ESTRATTO DEL DOCUMENTO:
..............................

Non mancano nel romanzo gli uomini, spesso deboli ed egocentrici, alla costante ricerca di attenzioni e a volte in competizione con i figli, si lasciano travolgere dalla complessità della vita matrimoniale scegliendo come rimedio la “fuga”: un tentativo, in genere mal riuscito, di evadere dalle difficoltà e dalle ipocrisie che si celano all’interno di una coppia.
In tutti i protagonisti - e questa è la vera forza del romanzo – spicca la speranza e la volontà di cambiare, di dare un senso alla propria esistenza per non gettare al vento “quel che resta della vita”.

..............................

CONSEGNA A: Nell'estratto sul romanzo, che cosa viene indicato come la vera forza del romanzo?
CONSEGNA B: Riprendi l'estratto sul romanzo e proseguilo dopo la sua ultima frase.

..............................

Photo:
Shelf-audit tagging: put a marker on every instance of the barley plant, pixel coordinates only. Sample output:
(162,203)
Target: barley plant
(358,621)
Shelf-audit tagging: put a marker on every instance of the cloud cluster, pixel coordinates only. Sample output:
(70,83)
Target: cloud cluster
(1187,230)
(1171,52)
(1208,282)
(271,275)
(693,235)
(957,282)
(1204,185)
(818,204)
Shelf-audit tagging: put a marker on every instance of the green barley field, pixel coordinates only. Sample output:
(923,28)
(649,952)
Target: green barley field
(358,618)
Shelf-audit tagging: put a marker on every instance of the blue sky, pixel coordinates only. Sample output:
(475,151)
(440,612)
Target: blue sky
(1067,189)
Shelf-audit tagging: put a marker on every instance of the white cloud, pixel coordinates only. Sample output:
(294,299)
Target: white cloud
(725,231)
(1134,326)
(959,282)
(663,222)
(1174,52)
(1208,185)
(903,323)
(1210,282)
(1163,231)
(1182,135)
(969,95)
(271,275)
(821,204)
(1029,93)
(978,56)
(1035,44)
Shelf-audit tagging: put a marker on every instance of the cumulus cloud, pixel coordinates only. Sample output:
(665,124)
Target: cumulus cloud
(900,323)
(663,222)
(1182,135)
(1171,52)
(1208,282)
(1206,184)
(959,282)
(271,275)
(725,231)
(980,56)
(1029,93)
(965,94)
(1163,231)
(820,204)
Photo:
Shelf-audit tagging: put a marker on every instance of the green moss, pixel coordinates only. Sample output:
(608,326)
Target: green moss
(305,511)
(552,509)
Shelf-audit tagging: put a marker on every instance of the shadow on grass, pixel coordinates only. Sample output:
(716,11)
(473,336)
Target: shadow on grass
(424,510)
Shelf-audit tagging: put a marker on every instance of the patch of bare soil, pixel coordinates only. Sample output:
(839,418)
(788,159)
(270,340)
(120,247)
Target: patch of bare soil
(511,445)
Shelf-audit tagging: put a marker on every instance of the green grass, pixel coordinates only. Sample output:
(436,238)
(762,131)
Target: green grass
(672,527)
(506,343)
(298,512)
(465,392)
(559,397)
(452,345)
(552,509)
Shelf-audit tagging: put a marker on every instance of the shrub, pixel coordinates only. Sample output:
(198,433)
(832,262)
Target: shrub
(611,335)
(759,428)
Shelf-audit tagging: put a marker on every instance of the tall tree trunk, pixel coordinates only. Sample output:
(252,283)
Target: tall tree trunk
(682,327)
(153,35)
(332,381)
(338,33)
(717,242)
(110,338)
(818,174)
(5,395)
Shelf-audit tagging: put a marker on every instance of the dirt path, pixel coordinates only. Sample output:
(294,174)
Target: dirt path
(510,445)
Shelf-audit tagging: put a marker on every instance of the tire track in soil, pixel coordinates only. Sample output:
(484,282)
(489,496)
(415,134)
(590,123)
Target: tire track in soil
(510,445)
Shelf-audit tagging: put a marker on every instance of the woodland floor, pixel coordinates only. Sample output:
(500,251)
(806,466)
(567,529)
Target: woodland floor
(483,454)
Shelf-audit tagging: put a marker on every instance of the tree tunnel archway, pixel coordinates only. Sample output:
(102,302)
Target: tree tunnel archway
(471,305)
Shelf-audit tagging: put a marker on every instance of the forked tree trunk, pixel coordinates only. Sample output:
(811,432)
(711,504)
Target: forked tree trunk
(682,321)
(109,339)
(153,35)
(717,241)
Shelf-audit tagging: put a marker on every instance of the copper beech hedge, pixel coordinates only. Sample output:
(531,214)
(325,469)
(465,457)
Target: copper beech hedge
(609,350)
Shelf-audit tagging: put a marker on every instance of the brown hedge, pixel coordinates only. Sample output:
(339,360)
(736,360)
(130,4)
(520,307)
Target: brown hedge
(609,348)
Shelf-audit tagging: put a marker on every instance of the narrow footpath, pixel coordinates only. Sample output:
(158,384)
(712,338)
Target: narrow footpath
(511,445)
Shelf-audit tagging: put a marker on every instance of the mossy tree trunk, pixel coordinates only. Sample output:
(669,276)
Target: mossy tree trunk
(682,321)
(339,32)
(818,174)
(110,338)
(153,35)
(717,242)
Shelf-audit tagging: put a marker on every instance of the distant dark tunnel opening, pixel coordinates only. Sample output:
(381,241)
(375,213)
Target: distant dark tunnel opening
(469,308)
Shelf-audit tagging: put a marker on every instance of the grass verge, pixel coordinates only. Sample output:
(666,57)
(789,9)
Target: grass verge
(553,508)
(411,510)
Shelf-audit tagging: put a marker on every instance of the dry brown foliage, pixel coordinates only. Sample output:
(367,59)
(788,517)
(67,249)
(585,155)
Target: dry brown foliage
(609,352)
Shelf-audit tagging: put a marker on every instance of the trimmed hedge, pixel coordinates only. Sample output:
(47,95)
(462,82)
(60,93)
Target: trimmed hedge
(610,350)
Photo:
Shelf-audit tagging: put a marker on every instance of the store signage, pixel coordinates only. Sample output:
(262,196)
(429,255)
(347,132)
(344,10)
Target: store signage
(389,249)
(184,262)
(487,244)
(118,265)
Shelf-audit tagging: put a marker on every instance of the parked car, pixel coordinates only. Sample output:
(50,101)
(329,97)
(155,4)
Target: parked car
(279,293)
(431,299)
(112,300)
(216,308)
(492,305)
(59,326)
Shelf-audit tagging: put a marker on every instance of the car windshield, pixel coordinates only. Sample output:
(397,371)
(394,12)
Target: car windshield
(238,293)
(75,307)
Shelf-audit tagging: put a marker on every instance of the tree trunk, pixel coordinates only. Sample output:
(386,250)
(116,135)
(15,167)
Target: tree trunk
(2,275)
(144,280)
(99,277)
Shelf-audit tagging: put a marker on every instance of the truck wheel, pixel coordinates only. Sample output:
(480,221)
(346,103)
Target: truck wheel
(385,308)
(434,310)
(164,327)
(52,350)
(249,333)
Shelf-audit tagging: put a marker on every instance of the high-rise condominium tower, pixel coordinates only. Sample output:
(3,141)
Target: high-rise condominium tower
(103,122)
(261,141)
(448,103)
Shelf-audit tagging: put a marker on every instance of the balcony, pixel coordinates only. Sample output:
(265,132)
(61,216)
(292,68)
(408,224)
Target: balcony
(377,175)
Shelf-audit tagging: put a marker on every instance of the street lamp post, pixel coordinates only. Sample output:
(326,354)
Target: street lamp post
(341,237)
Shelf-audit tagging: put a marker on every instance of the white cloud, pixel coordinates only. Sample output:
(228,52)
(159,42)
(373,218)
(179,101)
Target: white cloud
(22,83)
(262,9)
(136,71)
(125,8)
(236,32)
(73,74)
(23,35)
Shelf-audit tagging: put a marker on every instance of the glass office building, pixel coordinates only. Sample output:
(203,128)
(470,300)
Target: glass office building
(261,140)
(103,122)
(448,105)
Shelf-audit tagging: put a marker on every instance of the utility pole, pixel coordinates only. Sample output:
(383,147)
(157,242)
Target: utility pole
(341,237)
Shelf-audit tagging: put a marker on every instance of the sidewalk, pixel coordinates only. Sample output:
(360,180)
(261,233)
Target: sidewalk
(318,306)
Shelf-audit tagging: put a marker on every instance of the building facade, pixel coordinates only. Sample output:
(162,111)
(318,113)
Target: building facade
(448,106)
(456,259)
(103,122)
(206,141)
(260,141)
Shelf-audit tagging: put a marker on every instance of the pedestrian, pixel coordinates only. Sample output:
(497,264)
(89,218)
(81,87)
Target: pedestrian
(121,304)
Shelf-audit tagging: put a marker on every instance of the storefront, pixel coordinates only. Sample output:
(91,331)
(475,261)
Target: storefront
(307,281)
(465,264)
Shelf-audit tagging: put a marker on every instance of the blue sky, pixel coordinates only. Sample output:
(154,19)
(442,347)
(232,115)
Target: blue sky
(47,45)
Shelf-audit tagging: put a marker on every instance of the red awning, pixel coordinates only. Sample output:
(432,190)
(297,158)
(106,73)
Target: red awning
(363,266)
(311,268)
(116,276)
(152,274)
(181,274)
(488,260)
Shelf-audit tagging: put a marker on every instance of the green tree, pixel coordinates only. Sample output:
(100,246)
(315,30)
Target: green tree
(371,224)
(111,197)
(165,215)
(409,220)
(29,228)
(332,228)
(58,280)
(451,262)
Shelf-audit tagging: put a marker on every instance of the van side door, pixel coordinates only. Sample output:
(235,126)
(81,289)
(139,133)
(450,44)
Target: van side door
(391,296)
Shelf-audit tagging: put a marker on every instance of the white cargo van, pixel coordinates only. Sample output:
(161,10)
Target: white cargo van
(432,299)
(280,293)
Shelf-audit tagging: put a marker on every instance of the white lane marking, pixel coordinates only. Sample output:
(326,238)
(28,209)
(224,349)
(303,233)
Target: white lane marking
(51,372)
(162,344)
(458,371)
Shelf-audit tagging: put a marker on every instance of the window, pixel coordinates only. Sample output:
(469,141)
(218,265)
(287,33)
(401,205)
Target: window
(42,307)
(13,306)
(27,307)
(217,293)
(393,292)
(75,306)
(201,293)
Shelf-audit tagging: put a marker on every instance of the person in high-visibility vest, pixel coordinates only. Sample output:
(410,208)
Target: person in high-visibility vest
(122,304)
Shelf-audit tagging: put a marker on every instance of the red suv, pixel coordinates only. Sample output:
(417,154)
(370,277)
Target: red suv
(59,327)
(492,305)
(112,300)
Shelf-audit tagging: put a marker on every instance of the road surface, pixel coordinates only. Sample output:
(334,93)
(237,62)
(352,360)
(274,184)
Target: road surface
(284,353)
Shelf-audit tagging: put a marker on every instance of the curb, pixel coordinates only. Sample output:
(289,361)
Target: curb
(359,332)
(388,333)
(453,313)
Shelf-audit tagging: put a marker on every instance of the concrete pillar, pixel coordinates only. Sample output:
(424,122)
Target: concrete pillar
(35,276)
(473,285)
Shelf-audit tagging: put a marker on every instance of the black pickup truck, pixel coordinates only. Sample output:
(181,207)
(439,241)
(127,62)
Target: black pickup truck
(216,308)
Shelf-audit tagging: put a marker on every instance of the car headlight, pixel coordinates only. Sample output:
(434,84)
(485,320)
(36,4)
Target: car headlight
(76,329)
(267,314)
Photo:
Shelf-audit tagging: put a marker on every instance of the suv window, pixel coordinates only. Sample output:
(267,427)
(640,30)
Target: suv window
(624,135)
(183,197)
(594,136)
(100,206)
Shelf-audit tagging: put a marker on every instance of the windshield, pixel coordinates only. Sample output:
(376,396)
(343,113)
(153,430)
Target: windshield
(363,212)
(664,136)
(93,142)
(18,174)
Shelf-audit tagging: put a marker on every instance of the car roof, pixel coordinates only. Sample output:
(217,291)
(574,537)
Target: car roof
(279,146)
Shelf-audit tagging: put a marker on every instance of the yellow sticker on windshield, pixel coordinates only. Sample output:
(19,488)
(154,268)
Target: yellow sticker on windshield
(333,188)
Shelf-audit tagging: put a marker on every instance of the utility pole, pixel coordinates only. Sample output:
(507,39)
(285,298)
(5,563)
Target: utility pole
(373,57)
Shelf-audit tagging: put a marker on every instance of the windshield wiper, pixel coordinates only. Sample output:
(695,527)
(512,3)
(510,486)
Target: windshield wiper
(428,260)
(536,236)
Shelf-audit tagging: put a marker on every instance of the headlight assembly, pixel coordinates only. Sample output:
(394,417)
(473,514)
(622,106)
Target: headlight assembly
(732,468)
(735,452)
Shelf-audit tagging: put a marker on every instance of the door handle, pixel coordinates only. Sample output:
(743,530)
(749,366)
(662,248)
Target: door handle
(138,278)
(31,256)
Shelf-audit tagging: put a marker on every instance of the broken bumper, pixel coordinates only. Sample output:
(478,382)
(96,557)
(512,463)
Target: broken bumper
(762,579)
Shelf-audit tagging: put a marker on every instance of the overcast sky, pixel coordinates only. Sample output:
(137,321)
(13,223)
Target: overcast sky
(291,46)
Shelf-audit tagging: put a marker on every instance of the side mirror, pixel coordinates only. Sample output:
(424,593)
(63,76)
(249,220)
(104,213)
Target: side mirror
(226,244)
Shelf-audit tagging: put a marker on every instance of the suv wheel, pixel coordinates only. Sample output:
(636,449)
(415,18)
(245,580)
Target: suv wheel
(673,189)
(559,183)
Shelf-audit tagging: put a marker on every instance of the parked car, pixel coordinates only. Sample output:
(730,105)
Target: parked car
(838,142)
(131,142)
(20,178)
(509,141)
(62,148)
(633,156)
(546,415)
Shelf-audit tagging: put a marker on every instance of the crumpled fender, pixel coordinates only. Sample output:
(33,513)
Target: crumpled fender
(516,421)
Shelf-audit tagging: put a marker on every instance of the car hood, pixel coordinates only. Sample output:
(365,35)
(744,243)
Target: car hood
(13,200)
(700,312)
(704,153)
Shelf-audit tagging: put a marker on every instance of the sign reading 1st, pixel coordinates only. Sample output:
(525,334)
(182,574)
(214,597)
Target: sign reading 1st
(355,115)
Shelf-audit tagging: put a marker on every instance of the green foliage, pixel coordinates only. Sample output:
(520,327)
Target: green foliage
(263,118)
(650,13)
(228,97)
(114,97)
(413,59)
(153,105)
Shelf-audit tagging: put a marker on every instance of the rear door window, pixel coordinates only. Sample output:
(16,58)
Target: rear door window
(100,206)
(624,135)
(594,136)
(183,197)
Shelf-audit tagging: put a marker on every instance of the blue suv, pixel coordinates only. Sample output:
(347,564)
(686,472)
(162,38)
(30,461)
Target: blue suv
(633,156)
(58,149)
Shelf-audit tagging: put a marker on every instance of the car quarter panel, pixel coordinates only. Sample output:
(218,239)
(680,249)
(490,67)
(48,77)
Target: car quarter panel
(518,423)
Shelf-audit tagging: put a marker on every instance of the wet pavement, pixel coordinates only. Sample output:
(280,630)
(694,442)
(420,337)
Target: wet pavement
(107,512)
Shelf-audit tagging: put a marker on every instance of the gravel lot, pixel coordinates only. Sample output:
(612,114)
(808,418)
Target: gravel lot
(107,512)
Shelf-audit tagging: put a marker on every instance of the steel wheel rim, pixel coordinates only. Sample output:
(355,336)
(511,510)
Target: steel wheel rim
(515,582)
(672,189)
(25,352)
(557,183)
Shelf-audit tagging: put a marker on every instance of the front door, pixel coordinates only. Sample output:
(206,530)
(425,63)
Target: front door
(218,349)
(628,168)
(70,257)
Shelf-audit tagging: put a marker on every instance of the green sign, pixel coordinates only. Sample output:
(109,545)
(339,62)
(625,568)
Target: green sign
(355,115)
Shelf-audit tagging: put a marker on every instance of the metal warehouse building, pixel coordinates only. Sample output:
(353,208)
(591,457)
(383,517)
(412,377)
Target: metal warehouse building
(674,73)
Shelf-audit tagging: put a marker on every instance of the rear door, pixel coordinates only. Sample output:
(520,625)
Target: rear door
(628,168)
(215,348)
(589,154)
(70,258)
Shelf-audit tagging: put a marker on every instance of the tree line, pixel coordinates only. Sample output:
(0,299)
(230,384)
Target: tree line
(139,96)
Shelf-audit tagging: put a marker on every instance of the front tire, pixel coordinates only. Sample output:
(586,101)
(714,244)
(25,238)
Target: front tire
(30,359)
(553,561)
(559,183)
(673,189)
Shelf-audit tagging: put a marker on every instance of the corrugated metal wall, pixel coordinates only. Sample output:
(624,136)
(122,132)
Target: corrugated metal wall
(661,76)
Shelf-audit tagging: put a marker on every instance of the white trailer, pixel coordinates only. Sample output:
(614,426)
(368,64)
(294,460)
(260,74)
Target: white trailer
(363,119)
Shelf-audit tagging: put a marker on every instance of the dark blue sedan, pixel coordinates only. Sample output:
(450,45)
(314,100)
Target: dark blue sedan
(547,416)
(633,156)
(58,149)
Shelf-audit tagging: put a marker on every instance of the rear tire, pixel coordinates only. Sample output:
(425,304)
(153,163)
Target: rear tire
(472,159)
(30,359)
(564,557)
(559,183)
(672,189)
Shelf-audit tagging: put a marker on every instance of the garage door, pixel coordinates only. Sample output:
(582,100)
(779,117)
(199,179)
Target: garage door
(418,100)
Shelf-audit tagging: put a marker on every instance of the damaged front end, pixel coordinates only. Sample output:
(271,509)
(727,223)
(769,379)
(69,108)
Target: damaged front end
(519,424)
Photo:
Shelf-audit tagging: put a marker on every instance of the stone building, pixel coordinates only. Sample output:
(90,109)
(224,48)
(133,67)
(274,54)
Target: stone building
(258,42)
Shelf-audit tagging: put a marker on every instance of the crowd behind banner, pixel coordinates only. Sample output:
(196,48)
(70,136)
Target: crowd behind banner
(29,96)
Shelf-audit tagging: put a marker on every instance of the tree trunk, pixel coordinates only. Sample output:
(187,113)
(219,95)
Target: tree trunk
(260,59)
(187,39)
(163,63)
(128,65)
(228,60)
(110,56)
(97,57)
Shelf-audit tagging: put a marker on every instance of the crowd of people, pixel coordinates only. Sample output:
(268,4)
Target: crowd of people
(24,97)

..............................

RISPOSTA A: La speranza e la volontà di cambiare che spiccano in tutti i protagonisti.

RISPOSTA B:
Quelle di Zeruya Shalev sono pagine che incidono la coscienza, che fanno riflettere sui passaggi della vita, ricche di emozioni intense ma che vanno centellinate perché la cifra linguistica di questa scrittrice può risultare eccessivamente prolissa nella disamina minuziosa dei moti dell’animo, dei gesti, delle peculiarità specifiche dei personaggi, così magistralmente ritratti.
Un romanzo da assaporare lentamente soffermandosi su alcune pagine più intense, rileggendo quelle più oscure, fino a scoprire l’immensa ricchezza che si cela, per ogni uomo e ogni donna, nel messaggio di speranza e nel potere salvifico dell’amore racchiusi nelle ultime pagine del libro.